-- Data to use --
##########

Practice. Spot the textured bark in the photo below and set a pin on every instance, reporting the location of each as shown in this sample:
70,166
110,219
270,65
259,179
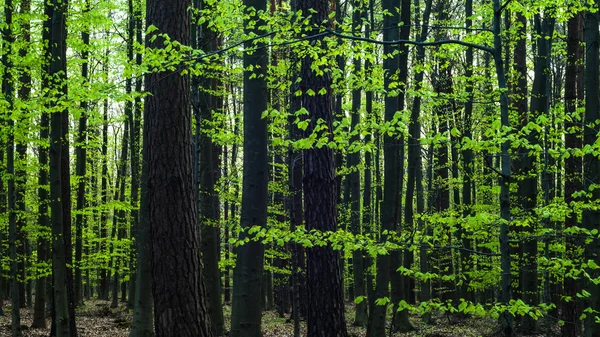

##########

-- Problem requirements --
Transcribe the listing in full. Omit the pictures and keep every line exact.

-- Answer --
Practice. Spot the textured bark in the photo below and set a pin on every instance, reporting the location of each as shown in this sample:
70,166
110,219
270,65
259,179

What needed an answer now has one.